» **WHAT YOU NEED TO DO**:
Take the entries below and retype them word for word, excluding the images.

---------- INPUT DATA ----------

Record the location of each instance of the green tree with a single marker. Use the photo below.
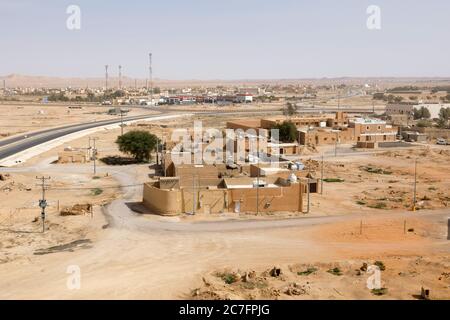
(138, 143)
(422, 113)
(287, 131)
(290, 109)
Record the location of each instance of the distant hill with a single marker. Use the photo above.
(18, 80)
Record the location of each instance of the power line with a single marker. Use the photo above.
(43, 201)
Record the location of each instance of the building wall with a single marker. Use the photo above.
(72, 157)
(435, 133)
(399, 109)
(163, 202)
(270, 199)
(206, 201)
(374, 132)
(324, 137)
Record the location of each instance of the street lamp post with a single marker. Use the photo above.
(415, 185)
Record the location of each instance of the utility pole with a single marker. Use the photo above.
(120, 77)
(94, 152)
(157, 150)
(257, 182)
(106, 78)
(307, 183)
(339, 99)
(43, 201)
(150, 71)
(415, 185)
(193, 193)
(321, 177)
(335, 144)
(121, 122)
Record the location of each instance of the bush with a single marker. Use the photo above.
(333, 180)
(287, 131)
(229, 278)
(378, 205)
(96, 191)
(335, 271)
(380, 265)
(307, 272)
(379, 292)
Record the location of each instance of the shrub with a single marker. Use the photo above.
(335, 271)
(380, 265)
(137, 143)
(333, 180)
(307, 272)
(378, 205)
(96, 191)
(379, 292)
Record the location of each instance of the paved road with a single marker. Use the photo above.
(16, 144)
(13, 145)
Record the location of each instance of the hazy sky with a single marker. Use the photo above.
(227, 39)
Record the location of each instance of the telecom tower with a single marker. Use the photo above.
(120, 77)
(150, 73)
(106, 77)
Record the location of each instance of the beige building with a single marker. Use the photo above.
(209, 189)
(72, 156)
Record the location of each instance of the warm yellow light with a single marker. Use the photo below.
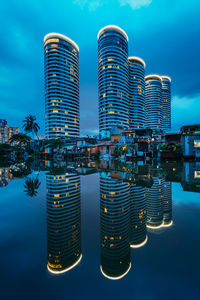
(115, 278)
(141, 244)
(65, 270)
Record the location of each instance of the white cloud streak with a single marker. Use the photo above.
(94, 4)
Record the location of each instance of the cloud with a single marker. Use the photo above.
(92, 4)
(185, 102)
(135, 4)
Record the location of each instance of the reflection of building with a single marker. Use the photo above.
(166, 103)
(191, 177)
(61, 57)
(113, 79)
(138, 235)
(63, 222)
(153, 99)
(115, 224)
(167, 203)
(6, 131)
(5, 176)
(190, 140)
(136, 92)
(155, 204)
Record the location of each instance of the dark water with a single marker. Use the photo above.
(100, 232)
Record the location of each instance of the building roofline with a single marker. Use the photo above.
(166, 77)
(135, 58)
(153, 76)
(114, 27)
(62, 37)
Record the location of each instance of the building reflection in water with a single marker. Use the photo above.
(138, 216)
(155, 204)
(5, 176)
(159, 204)
(63, 222)
(167, 204)
(115, 227)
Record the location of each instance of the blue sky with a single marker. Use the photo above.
(166, 34)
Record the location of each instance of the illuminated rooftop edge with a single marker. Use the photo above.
(65, 270)
(62, 37)
(168, 225)
(153, 76)
(114, 27)
(141, 244)
(115, 278)
(135, 58)
(155, 227)
(166, 77)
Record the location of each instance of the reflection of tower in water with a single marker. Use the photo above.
(138, 236)
(155, 204)
(63, 222)
(167, 204)
(115, 224)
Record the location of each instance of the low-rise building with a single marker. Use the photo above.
(6, 131)
(190, 140)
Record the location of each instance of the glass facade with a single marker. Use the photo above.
(138, 235)
(115, 227)
(112, 79)
(63, 222)
(61, 67)
(166, 103)
(153, 101)
(136, 92)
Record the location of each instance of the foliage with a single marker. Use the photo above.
(31, 186)
(118, 151)
(30, 125)
(163, 146)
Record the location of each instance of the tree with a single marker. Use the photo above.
(20, 139)
(55, 143)
(31, 186)
(30, 125)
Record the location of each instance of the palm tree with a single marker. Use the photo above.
(20, 139)
(31, 186)
(30, 125)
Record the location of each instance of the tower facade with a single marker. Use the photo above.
(153, 102)
(112, 79)
(115, 227)
(61, 69)
(138, 213)
(136, 92)
(63, 222)
(166, 103)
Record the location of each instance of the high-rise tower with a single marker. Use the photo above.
(166, 103)
(112, 79)
(136, 92)
(153, 102)
(61, 67)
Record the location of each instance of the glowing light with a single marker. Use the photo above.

----------

» **RESULT**:
Record the location of each instance of the green tree with a single marker. Use the photo below.
(138, 143)
(422, 113)
(287, 131)
(290, 109)
Record the location of each instance of the distant hill with a single marker. Use the photo above.
(18, 80)
Record the location of each instance of the power line with a single marker. Use the photo above.
(43, 201)
Record the location of each instance of the building wall with a single marker. Use the photo above.
(72, 157)
(435, 133)
(399, 109)
(163, 202)
(270, 199)
(206, 201)
(374, 132)
(324, 137)
Record the location of each instance of the street lamp post with a single marker. Use the photo above.
(415, 185)
Record the location of each instance of the utility pole with a single marker. Use the photo above.
(120, 77)
(94, 152)
(157, 150)
(257, 182)
(106, 78)
(307, 183)
(339, 99)
(43, 201)
(150, 71)
(415, 185)
(193, 193)
(321, 177)
(335, 144)
(121, 122)
Record the location of each instance of the bush with a single marker. Use the photo above.
(333, 180)
(287, 131)
(229, 278)
(378, 205)
(96, 191)
(335, 271)
(380, 265)
(307, 272)
(379, 292)
Record the location of each instance of the shrub with a single marker. Use the photo above.
(335, 271)
(380, 265)
(137, 143)
(333, 180)
(307, 272)
(378, 205)
(96, 191)
(379, 292)
Record the location of each instance of the paved road with a single marker. Use the photo above.
(16, 144)
(13, 145)
Record the location of each instance of the hazy sky with a single marker. Use the photo above.
(227, 39)
Record the location of each instance of the telecom tower with a single marker. Use the photo above.
(120, 77)
(150, 73)
(106, 77)
Record the location of each instance of the beige building with a single marker. Use the photo above.
(209, 189)
(72, 156)
Record the location of each instance of the warm yellow light with a single marker. Use the photo below.
(115, 278)
(141, 244)
(65, 270)
Record the location of each instance of the white cloud streak with a single marker. Use the photo above.
(94, 4)
Record the location of each instance of the cloud with a single marker. Use the photo above.
(92, 4)
(185, 102)
(135, 4)
Record the location of each instance of the reflection of building with a single marker. Use the photo above.
(166, 103)
(191, 177)
(61, 57)
(113, 79)
(138, 235)
(63, 222)
(153, 99)
(115, 224)
(167, 203)
(6, 131)
(5, 176)
(190, 140)
(136, 92)
(155, 204)
Record the location of each instance of the dark water with a single marker. Use the photo above.
(100, 232)
Record the location of each instance of the building roofline with a single marker. Use the photo above.
(166, 77)
(135, 58)
(153, 76)
(114, 27)
(62, 37)
Record the location of each instance of the building reflection in water with a single marker. Use the photo above.
(138, 216)
(155, 204)
(5, 176)
(159, 204)
(63, 222)
(167, 204)
(115, 227)
Record the location of each instance of the blue sky with a single marker. Use the photo above.
(166, 34)
Record the location of each instance of the illuminated rooftop edge with a single marker. Use the photo above.
(65, 270)
(62, 37)
(168, 225)
(153, 76)
(114, 27)
(141, 244)
(115, 278)
(135, 58)
(155, 227)
(166, 77)
Record the location of each instance of the reflection of tower in water with a single marker. Use the photo above.
(138, 236)
(155, 204)
(63, 222)
(167, 204)
(115, 224)
Record the location of each instance of the low-rise building with a single marker. Use the photo above.
(6, 131)
(190, 140)
Record the location of each instance of the glass facade with a single marker. Use the photo above.
(138, 235)
(115, 227)
(112, 79)
(63, 222)
(61, 67)
(166, 103)
(153, 101)
(136, 92)
Record the location of each instance of the foliage with a single marker. Use the photo above.
(31, 186)
(118, 151)
(30, 125)
(163, 146)
Record the location of each instance of the tree with a single marker. Use the photo above.
(20, 139)
(55, 143)
(31, 186)
(30, 125)
Record the location of each instance of the palm tree with a single marker. Use the photo above.
(20, 139)
(31, 186)
(30, 125)
Record the location of each instance of the tower facade with a single marker. Use the photo above.
(153, 102)
(112, 79)
(115, 227)
(61, 69)
(138, 213)
(136, 92)
(63, 222)
(166, 103)
Record the location of each instance of the high-rise tower with a single marker. Use the photo above.
(166, 103)
(112, 79)
(136, 92)
(153, 102)
(61, 67)
Record the location of each instance of the glowing light with a single marker. Use the photo above.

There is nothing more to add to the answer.